(Stored data entries)
══════════
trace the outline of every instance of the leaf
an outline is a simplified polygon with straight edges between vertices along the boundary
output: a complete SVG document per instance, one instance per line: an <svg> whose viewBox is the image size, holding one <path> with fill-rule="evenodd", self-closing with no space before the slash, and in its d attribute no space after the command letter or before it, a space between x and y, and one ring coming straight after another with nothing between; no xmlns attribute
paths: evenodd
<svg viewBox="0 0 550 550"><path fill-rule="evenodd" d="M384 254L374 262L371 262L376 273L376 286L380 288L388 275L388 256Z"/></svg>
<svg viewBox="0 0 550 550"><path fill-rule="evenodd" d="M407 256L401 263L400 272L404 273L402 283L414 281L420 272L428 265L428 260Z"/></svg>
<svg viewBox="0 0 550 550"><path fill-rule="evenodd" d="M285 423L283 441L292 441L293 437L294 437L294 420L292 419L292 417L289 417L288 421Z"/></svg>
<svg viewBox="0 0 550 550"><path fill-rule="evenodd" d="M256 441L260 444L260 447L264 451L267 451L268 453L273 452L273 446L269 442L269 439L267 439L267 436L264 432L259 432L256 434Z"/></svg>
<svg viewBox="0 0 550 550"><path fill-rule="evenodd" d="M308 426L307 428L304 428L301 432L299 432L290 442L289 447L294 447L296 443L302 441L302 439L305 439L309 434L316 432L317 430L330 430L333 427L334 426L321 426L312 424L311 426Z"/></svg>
══════════
### Directions for this task
Where the line with "output: a complete" ends, your copy should end too; please return exactly the lines from the first line of the data through it.

### Exercise output
trace the outline of every instance of the leaf
an outline is a simplified polygon with straight edges between vertices along the boundary
output: a complete SVG document per instance, one instance per line: an <svg> whose viewBox is the image size, holding one <path> with fill-rule="evenodd", self-closing with no space before the slash, and in its d attribute no space after the command letter or before it, a space between x and y, and one ring coming straight after another with nothing between; no xmlns attribute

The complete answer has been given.